**Задание**
Продолжите фрагмент о стихах в переводах Дубина, начав сразу после его последнего предложения.

**Фрагмент страницы**
Дубин пишет, что начал учить польский для переводов Кшиштофа Камиля Бачин-ского. Бачинский писал в оккупированной Польше (война началась, когда ему было восемнадцать), и погиб во время Варшавского восстания. Этого он и желал в своих стихах: «дай хоть погибнуть человеком!» Там, где «режут хлеб гильотинами» — «приучайся к разлукам с продымленным ветром». Но он пишет и о том, как «луны сбегали ртутью / в кипящий тигель прибоя». Как любимая «застыла в пруду, а руки протянуты к небосводу». Дубин говорит, что «никогда не задавался страшным вопросом: «что станет с литературой?» Если уж она в ХХ веке творилась в таких местах, как Освенцим и ГУЛАГ, то ничего с ней не произойдет». Если нам досталось плохое время — надо с ним бороться, но одновременно не позволить ему отравить нашу жизнь до конца. Человек «из тучи с землею создан», ему «скитаться от грома к грому».

Есть мир надежного близкого, неяркий и прочный. Сын — без которого уход не имел бы значения. Детские вещи и книги. Друзья, с которыми не страшен зимний вихрь, — Мильтон и Петрарка. Природа (о пути через которую говорит Луис де Леон, о доме среди вьюнков и соек — Готье и Китс). Опора — любовь. «Вчерашних слов уже не соберу / Сегодня поутру / Но ты подскажешь, если позабуду» (Франсис Вьеле-Гриффен). И любовь к переменам. Прощания растят нас: «и пустота за спиною в дорогу погонит» (Р.М. Рильке). И ему отвечает Кавафис: «Собираясь на Итаку, / молись, чтобы дорога была долгой / и щедрой на события и опыт». В простоту детства человек не вернется, только вспоминает, «не зная, был ли счастлив / и я ли это был?» (Фернандо Пессоа). Конечно, не он, ведь пишет совсем другой, проплывший многое по дороге к Итаке.

**Раздел данных**
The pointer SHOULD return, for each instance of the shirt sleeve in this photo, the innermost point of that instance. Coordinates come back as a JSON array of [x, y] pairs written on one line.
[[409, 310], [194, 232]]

**Ответ на задание**
Так что надоедлив колокольный звон, что гонит «под своды, где проклятья шлют, / Ждут сокрушений и грозят расплатой» (Китс). Поэт и так знает, что во тьме небытия вновь встанут цветы, что красота не померкнет. Религия лишь разобщает людей. Человек плачет о любимом отце — и одновременно вспоминает, что тот был «чудовищно сказать! — / жрецом в кумирне гнусного Сераписа» (Кавафис). С Богом человек встречается совсем иначе. «Тобою сотворен, тебя творю я / в себе, Создатель, жизнь тебе даруя, / что ты мне дал» (Антонио Мачадо). Стараясь выдержать тяжесть высокого. «Ты нагнал меня, горний всадник, / Сокрушил, подмял под копыта, / И, как дым с налетевшим вихрем, / Рухнул я, милосердьем сбитый» (Ежи Либерт).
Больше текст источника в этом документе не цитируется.